# Exercise description
Answer these questions from the report on continuous deep sedation, marking each answer with the same letter.
(a) For how long has continuous deep sedation been used to relieve suffering for the terminally ill?
(b) At which institution is Dr. Isseki Maeda a researcher?
(c) How many patients with terminal cancer did the study analyze?

# Page extract
# # #

(Reuters Health) - Terminal cancer patients who receive continuous deep sedation to ease pain at the end of life might not die any sooner than people who don’t get this type of palliative care, a Japanese study suggests.
Even though continuous deep sedation has been used for decades to relieve suffering for the terminally ill, previous research has yielded mixed results on whether it shortens patient survival - especially if the powerful narcotics are provided without artificial hydration to prevent patients from dying of thirst.
This possibility makes the decision all the more agonizing for families who must weigh making their loved ones comfortable against the potential to make matters worse, said lead study author Dr. Isseki Maeda, a researcher at Osaka University Graduate School of Medicine in Japan.
“Bereaved families often feel guilty and wonder if they could do more for the patient,” Maeda said by email. “If they believed sedation shortened survival, their guilty feeling may become deeper. Our study indicated that continuous deep sedation did not shorten patient life or change patient’s dying process.”
For the current study, Maeda and colleagues analyzed data on 1,827 patients with terminal cancer, including 269 who received continuous deep sedation, to see how long they survived after being enrolled in a palliative care program.

# # #

# Provided records
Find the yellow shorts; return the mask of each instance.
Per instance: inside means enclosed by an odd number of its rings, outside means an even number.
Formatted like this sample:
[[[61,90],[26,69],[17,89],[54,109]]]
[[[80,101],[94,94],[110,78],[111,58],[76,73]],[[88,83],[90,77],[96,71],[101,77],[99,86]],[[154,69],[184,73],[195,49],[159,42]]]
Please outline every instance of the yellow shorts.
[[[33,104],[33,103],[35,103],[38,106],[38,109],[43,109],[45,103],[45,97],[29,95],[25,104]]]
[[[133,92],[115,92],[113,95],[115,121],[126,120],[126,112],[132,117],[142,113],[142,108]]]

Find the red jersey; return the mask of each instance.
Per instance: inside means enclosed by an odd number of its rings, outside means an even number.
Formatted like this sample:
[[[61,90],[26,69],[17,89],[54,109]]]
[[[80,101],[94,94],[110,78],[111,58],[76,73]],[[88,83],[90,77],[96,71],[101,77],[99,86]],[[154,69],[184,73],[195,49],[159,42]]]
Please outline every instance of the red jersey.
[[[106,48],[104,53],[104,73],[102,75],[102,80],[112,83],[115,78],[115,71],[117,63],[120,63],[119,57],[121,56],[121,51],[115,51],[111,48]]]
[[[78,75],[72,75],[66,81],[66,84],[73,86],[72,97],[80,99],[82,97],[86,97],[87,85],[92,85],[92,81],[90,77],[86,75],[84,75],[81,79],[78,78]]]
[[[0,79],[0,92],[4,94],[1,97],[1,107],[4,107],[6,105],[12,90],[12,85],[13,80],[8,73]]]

# # #

# Answer below
(a) For decades.
(b) Osaka University Graduate School of Medicine in Japan.
(c) 1,827 patients.